■ **TASK TO CARRY OUT**: In the worked solutions below on finding a line through two points, what does b represent in the form y = mx + b?

Question

Find the equation for the linear function that passes through the points (−5,−6) and (10,0). Answers must use whole numbers and/or fractions, not decimals.

Answer 1

Considering the expression of a line, the equation of the line that passes through the pair of points (-5,-6) and (10,0) is y=2/5x -4.

Linear equation

A linear equation o line can be expressed in the form y = mx + b

where

• x and y are coordinates of a point.
• m is the slope.
• b is the ordinate to the origin and represents the coordinate of the point where the line crosses the y axis.

Knowing two points (x₁, y₁) and (x₂, y₂) of a line, the slope m of said line can be calculated using:

m= (y₂ - y₁)÷ (x₂ - x₁)

Substituting the value of the slope m and the value of one of the points in the expression y = mx + b, the value of the ordinate to the origin b can be obtained.

Equation in this case

In this case, being (x₁, y₁)= (-5, -6) and (x₂, y₂)= (10,0), the slope m can be calculated as:

m= (0 - (-6))÷ (10 - (-5))

m= (0 +6)÷ (10 + 5)

m= 6÷ 15

m= 2/5

Considering point 2 and the slope m, you obtain:

0= 2/5×10 + b

0= 4 +b

0 -4= b

-4= b

Finally, the equation of the line is y=2/5x -4.

Answer 2

see explanation

Explanation:

The equation of a line in slope- intercept form is

y = mx + c ( m is the slope and c the y- intercept )

Calculate m using the slope formula

m = (y₂ - y₁ ) / (x₂ - x₁ )

with (x₁, y₁ ) = (- 5, - 6) and (x₂, y₂ ) = (10, 0)

m =
`(0+6)/(10+5)` =
`(6)/(15)` =
`(2)/(5)`, hence

y =
`(2)/(5)` x + c ← is the partial equation

To find c substitute either of the 2 points into the partial equation

Using (10, 0), then

0 = 4 + c ⇒ c = 0 - 4 = - 4

y =
`(2)/(5)` x - 4 ← equation of line

■ **SUPPLIED DATA**:
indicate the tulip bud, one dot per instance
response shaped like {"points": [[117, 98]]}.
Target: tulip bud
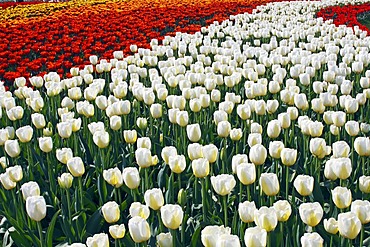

■ **CORRECT ANSWER**: b is the ordinate to the origin: the coordinate of the point where the line crosses the y axis.